Stored items:
● ● ● ● ● ● ●

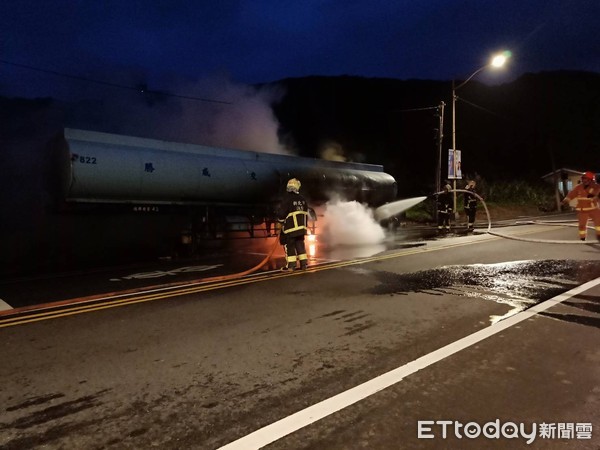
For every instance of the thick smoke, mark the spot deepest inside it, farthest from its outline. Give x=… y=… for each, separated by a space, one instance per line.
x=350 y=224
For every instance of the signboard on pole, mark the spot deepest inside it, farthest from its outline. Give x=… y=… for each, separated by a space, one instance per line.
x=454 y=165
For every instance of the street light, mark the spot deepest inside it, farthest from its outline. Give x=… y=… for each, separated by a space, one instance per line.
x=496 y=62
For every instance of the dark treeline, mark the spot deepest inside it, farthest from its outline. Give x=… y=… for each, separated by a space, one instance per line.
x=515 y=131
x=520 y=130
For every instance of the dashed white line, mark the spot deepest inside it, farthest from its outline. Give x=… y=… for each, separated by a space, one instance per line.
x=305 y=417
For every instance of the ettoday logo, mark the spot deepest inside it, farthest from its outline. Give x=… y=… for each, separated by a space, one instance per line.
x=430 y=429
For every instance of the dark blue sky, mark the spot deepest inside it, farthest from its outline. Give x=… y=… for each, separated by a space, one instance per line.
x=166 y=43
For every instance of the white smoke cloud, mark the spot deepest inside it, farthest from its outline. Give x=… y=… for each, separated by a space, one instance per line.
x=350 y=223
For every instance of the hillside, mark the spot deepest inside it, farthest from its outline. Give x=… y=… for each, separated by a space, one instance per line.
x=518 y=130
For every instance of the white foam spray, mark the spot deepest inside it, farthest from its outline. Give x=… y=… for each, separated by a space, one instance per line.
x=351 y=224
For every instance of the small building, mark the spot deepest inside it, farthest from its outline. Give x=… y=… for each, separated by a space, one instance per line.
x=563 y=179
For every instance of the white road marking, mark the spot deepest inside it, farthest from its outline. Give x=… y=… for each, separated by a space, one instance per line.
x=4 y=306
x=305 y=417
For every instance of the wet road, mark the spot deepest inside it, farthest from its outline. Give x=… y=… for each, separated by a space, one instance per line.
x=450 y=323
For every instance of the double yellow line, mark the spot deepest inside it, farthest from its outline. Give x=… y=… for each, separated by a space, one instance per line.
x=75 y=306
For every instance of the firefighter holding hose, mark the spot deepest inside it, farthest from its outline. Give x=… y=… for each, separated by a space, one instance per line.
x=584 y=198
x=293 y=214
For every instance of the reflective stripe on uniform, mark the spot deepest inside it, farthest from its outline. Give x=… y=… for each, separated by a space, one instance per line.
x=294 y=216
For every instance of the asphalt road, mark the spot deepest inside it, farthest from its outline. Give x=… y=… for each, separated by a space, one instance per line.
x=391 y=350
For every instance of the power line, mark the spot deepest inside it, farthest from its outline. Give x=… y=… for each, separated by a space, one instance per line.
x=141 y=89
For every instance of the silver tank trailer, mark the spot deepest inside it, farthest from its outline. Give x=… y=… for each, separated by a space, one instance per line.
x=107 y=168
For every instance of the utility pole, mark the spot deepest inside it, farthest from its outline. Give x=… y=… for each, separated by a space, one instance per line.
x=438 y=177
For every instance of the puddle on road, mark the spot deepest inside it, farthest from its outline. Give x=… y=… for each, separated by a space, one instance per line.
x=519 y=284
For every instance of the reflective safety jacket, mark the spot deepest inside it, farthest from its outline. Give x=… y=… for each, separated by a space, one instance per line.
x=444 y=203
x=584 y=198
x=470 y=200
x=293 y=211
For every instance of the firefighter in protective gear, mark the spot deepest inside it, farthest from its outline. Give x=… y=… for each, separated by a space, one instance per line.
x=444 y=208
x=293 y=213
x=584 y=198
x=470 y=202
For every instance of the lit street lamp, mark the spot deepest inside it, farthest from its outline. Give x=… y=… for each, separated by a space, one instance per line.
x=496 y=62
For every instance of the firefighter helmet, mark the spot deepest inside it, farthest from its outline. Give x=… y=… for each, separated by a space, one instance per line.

● ● ● ● ● ● ●

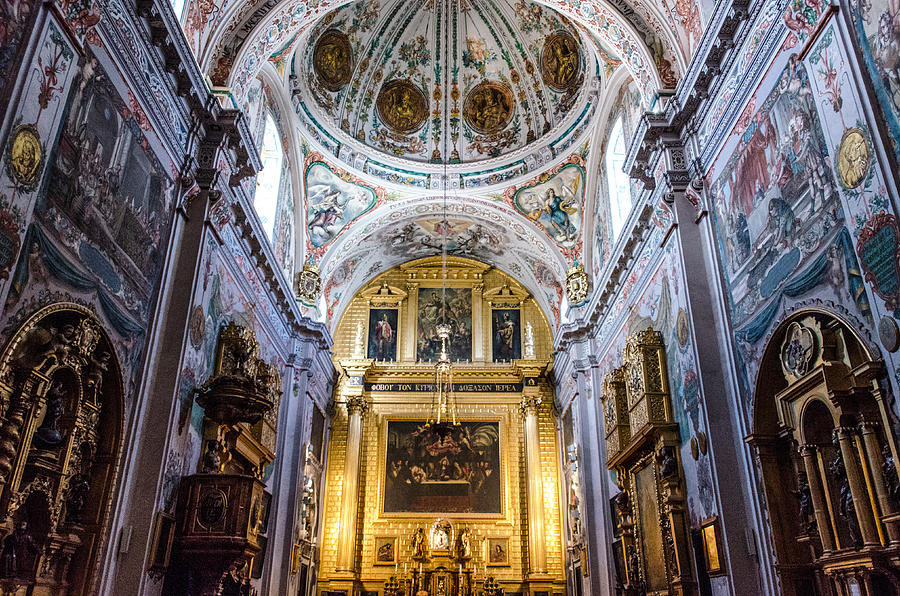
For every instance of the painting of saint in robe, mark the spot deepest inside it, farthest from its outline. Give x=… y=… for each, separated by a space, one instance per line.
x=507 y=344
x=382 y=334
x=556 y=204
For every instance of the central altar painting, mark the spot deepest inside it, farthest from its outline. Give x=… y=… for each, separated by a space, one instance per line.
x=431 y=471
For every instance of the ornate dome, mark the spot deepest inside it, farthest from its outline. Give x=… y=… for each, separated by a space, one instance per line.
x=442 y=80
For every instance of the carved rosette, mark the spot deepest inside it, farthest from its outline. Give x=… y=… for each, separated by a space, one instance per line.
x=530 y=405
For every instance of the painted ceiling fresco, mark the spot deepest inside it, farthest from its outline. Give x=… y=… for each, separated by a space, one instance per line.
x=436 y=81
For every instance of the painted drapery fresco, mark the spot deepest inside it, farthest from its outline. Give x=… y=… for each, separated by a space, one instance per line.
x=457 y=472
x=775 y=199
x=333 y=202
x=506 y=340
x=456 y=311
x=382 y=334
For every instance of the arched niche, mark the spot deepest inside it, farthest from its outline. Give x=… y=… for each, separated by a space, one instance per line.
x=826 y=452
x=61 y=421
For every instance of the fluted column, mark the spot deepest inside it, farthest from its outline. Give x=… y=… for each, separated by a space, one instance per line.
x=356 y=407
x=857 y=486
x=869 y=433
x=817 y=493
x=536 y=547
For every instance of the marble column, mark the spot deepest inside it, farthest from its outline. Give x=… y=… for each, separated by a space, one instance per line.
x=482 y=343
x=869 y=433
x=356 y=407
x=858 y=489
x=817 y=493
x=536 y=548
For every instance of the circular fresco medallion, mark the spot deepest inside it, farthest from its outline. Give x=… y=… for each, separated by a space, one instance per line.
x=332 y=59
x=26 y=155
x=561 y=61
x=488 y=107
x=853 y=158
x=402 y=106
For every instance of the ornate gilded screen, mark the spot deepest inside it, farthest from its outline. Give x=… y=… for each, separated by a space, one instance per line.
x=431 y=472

● ● ● ● ● ● ●

Return only the part of the records above that opens with the line containing "For every instance of the firefighter in" and closes with the line containing "For every instance of the firefighter helmet, mark", ends included.

- _Output_:
For every instance of the firefighter in protective gear, mark the spot deepest inside it, farthest from its outline. Give x=… y=… for each, separated by a space, one instance per line.
x=444 y=208
x=293 y=213
x=584 y=198
x=470 y=202
For every instance of the lit street lamp, mark the spot deepest inside it, farthest from its outline. Give x=… y=… for each, separated by a space, one instance per line.
x=496 y=62
For every instance of the firefighter helmet, mark the spot deepest inside it, farthest from its outline. Give x=… y=… for each, separated by a space, one instance per line.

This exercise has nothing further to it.